__Text__.
....

AutoPCR: Automated Phenotype Concept Recognition by Prompting
This addresses the problem of generalizing phenotype recognition across diverse text types and evolving terminology for biomedical researchers and practitioners, though it is incremental as it builds on existing prompting and retrieval techniques.
The authors tackled phenotype concept recognition in biomedical text by introducing AutoPCR, a prompt-based method that eliminates the need for ontology-specific training, achieving the best average and most robust performance across four benchmark datasets.

....

__Entries shown__.
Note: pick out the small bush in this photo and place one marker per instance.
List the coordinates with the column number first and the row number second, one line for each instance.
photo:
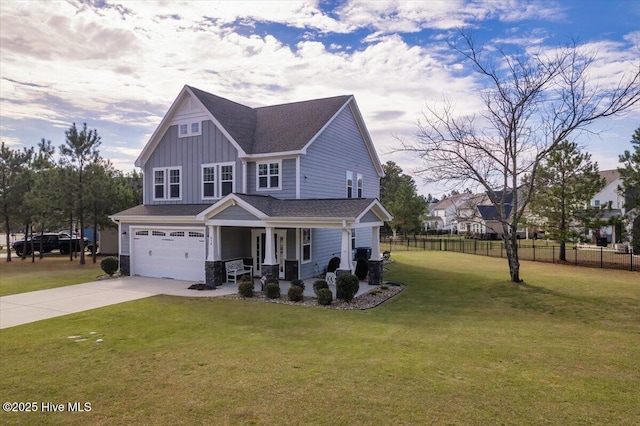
column 334, row 264
column 298, row 283
column 295, row 293
column 347, row 286
column 319, row 285
column 110, row 265
column 272, row 290
column 325, row 297
column 362, row 269
column 245, row 288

....

__Activity list__.
(a) According to the AutoPCR summary, what does the prompt-based method eliminate the need for?
(b) In the AutoPCR summary, reproduce the passage that begins at the words "The authors tackled" and stops after "four benchmark datasets.".

__Solved tasks__.
(a) Ontology-specific training.

(b)
The authors tackled phenotype concept recognition in biomedical text by introducing AutoPCR, a prompt-based method that eliminates the need for ontology-specific training, achieving the best average and most robust performance across four benchmark datasets.